* _Extract_

Convenience functions based on [`gregexpr2`](gregexpr.md) and [`gsubstrl`](substr.md) (amongst others). Provided as pipe operator-friendly alternatives to \[DEPRECATED\] [`regmatches`](https://stat.ethz.ch/R-manual/R-devel/library/base/help/regmatches.html) and \[DEPRECATED\] [`strcapture`](https://stat.ethz.ch/R-manual/R-devel/library/utils/help/strcapture.html).

They are fully vectorised with respect to `x`, `pattern`, and `value`.

Note that, unlike in [`gsub2`](gsub.md), each substituted chunk can be replaced with different content. However, references to matches to capture groups cannot be made.

## Value

`capture_groups` is `FALSE`, `regextr2` returns a character vector and `gregextr2` gives a list of character vectors.

(Boundary labeling items)

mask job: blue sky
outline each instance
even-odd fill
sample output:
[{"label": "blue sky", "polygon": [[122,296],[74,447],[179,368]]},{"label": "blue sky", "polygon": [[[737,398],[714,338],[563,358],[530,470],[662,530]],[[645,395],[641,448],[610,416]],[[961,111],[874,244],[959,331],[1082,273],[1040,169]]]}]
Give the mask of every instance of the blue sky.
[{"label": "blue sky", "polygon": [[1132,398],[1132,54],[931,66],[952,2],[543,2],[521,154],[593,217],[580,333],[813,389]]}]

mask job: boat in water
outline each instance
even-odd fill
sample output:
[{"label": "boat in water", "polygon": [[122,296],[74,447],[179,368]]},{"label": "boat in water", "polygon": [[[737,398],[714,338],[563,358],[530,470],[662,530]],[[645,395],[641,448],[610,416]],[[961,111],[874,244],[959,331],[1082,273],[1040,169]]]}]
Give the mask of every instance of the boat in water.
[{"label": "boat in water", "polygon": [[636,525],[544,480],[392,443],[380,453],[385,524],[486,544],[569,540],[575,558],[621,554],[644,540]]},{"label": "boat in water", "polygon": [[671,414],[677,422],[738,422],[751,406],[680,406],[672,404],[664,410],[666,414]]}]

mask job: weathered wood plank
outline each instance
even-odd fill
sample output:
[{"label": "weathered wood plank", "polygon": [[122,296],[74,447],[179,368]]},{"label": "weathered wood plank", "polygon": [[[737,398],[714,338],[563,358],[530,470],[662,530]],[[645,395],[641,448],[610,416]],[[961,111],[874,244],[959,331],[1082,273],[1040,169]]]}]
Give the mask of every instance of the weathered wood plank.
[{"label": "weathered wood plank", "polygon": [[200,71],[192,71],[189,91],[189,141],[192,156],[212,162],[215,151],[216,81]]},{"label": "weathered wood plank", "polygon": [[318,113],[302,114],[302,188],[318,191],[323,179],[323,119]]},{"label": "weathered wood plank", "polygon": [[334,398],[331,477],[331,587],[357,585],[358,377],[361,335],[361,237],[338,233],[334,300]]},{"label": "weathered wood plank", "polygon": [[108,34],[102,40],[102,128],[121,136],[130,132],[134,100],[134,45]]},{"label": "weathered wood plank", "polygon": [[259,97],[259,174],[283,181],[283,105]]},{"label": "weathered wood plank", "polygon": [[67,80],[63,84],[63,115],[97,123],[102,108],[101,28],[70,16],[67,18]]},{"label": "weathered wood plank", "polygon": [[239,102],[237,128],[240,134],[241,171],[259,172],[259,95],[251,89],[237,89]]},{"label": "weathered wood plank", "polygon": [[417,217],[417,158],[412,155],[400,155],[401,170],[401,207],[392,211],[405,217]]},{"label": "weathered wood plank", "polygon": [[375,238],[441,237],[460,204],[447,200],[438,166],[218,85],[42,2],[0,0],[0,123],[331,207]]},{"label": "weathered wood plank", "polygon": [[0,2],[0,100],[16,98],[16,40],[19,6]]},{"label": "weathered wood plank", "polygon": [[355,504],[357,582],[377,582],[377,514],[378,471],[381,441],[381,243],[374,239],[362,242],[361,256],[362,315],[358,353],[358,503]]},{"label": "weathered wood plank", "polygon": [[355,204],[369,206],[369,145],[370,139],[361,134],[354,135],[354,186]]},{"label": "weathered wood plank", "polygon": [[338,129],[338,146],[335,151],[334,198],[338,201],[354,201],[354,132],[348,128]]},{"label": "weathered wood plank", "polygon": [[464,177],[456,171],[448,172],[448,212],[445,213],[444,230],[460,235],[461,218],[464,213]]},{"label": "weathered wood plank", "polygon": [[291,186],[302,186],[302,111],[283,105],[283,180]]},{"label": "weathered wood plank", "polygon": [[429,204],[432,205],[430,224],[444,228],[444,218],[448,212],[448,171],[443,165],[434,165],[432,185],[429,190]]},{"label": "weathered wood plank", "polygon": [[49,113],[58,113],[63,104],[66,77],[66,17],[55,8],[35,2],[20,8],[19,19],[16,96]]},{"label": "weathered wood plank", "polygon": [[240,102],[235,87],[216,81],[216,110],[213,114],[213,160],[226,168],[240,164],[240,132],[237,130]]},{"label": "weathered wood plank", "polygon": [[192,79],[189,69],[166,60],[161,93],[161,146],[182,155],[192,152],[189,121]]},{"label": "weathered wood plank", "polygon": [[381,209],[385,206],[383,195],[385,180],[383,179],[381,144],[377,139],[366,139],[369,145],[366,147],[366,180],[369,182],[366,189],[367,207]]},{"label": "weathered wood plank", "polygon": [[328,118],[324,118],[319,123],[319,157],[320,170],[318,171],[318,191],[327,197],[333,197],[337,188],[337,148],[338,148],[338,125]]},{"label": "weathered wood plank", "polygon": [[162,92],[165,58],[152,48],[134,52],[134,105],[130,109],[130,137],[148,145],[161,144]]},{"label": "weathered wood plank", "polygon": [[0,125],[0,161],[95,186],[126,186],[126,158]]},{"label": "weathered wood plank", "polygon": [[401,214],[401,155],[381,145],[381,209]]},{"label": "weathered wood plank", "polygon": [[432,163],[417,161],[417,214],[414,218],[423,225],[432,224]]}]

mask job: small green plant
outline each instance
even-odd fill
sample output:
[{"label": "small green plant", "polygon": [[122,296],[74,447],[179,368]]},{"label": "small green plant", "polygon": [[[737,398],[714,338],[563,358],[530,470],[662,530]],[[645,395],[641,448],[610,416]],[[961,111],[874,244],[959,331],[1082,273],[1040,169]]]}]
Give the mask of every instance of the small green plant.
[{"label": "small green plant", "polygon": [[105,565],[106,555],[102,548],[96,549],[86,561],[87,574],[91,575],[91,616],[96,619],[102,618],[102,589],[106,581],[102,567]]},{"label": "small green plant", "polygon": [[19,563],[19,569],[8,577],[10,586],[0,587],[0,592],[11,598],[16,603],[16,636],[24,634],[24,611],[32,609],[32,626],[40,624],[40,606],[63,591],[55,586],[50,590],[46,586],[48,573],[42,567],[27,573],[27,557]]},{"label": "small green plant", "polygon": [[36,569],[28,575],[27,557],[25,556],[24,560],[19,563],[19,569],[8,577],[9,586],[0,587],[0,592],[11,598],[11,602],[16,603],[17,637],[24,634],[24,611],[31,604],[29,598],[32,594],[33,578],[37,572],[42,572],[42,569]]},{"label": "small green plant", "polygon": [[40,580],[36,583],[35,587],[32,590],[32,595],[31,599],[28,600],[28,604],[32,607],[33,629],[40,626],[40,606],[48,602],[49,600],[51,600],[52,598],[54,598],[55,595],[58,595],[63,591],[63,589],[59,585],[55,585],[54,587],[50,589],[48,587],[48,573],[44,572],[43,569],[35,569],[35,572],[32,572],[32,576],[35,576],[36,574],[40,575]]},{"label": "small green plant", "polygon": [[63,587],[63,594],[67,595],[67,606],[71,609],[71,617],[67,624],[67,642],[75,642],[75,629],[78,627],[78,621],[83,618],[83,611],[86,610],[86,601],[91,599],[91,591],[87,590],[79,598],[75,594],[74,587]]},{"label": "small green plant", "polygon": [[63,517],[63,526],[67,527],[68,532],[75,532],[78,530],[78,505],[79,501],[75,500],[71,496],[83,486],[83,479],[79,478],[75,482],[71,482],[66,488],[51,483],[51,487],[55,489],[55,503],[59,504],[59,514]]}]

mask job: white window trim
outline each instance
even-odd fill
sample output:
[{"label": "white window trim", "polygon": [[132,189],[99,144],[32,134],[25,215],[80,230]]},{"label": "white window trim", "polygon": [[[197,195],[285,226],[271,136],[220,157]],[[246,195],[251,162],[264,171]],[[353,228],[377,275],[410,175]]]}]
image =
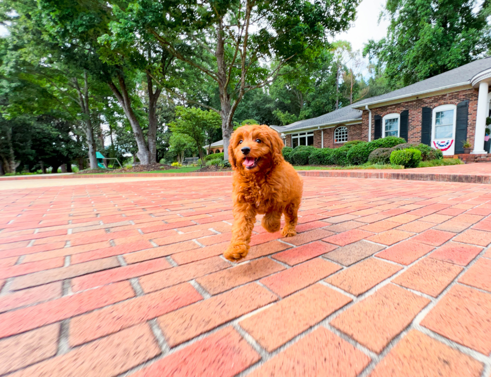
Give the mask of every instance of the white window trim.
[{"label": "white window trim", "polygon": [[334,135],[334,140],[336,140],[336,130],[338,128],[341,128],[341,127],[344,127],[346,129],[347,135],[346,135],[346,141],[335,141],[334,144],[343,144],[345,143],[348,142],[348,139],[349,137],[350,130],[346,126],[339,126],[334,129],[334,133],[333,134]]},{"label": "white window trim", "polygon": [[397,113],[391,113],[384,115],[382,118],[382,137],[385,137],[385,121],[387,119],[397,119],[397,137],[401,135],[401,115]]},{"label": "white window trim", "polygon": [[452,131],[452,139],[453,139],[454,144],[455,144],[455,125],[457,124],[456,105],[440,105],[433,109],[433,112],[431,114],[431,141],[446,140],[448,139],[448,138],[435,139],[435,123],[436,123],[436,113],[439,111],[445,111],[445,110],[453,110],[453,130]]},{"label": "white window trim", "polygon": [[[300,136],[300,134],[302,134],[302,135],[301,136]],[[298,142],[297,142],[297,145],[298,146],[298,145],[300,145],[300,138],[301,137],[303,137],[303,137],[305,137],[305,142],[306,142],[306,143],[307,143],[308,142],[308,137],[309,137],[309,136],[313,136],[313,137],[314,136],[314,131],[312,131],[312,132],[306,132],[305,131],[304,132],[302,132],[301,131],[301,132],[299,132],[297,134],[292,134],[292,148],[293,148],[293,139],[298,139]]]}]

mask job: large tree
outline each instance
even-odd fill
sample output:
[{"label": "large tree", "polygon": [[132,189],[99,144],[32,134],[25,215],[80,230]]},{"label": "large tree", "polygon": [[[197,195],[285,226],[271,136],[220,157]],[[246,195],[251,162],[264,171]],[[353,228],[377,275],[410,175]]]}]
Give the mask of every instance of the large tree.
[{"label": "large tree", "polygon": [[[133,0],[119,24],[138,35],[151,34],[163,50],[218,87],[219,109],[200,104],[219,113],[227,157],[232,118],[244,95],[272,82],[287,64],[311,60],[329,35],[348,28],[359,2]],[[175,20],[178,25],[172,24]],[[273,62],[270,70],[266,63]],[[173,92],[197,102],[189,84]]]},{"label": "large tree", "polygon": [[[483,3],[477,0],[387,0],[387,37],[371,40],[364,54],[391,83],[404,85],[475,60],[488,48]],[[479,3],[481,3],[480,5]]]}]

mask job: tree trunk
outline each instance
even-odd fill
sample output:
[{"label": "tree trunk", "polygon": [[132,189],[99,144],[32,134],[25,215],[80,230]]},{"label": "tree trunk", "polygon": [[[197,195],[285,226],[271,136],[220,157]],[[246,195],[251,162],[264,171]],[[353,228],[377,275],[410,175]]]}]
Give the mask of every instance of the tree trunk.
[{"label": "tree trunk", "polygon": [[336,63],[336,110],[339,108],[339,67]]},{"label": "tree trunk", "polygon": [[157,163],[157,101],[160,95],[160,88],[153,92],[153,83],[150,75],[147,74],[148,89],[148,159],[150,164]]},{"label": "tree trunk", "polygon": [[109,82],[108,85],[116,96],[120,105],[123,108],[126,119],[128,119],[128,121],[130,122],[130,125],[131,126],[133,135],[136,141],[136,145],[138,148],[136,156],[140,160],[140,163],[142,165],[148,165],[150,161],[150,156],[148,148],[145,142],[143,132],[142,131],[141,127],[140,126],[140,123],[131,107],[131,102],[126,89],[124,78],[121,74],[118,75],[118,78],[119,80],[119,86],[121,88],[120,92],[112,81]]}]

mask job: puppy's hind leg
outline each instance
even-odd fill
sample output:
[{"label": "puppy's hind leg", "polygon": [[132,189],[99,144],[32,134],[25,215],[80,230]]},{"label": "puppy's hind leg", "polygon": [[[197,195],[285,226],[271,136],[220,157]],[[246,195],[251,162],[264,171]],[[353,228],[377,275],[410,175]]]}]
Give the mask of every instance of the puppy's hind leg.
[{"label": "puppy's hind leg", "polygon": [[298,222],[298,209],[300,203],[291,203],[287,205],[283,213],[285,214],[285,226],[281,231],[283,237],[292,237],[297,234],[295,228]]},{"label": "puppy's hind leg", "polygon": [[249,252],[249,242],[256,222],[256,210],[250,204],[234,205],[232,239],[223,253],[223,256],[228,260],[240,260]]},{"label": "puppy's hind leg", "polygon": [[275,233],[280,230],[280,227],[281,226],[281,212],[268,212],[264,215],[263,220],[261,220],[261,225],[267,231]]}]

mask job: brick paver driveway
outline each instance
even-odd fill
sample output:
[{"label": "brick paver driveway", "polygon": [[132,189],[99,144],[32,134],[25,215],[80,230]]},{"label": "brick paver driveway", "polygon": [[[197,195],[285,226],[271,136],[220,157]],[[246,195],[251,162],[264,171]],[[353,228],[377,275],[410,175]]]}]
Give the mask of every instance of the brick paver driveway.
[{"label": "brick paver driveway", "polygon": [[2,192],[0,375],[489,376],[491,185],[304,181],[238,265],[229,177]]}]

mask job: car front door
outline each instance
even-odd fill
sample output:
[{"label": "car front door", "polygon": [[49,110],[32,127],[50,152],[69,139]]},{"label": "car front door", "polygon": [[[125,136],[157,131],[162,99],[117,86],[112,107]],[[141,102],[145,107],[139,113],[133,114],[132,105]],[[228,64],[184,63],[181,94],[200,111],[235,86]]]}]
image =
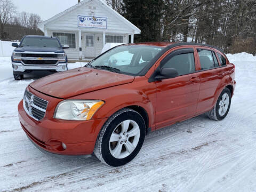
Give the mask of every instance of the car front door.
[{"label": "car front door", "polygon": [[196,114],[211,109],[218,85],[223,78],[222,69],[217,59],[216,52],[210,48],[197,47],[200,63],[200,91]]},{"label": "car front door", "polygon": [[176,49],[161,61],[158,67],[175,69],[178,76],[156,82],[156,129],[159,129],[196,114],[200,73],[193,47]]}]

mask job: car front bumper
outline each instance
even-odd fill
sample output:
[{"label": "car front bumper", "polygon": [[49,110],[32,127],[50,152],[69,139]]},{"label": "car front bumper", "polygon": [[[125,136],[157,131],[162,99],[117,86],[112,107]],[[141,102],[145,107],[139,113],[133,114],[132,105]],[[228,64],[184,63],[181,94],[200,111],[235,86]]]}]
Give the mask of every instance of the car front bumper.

* _What you have to do_
In the regex function notes, rewrite the stretch from "Convenience functions based" through "cannot be made.", renaming "chunk" to "segment".

* _Expected output_
Convenience functions based on [`gregexpr2`](gregexpr.md) and [`gsubstrl`](substr.md) (amongst others). Provided as pipe operator-friendly alternatives to \[DEPRECATED\] [`regmatches`](https://stat.ethz.ch/R-manual/R-devel/library/base/help/regmatches.html) and \[DEPRECATED\] [`strcapture`](https://stat.ethz.ch/R-manual/R-devel/library/utils/help/strcapture.html).

They are fully vectorised with respect to `x`, `pattern`, and `value`.

Note that, unlike in [`gsub2`](gsub.md), each substituted segment can be replaced with different content. However, references to matches to capture groups cannot be made.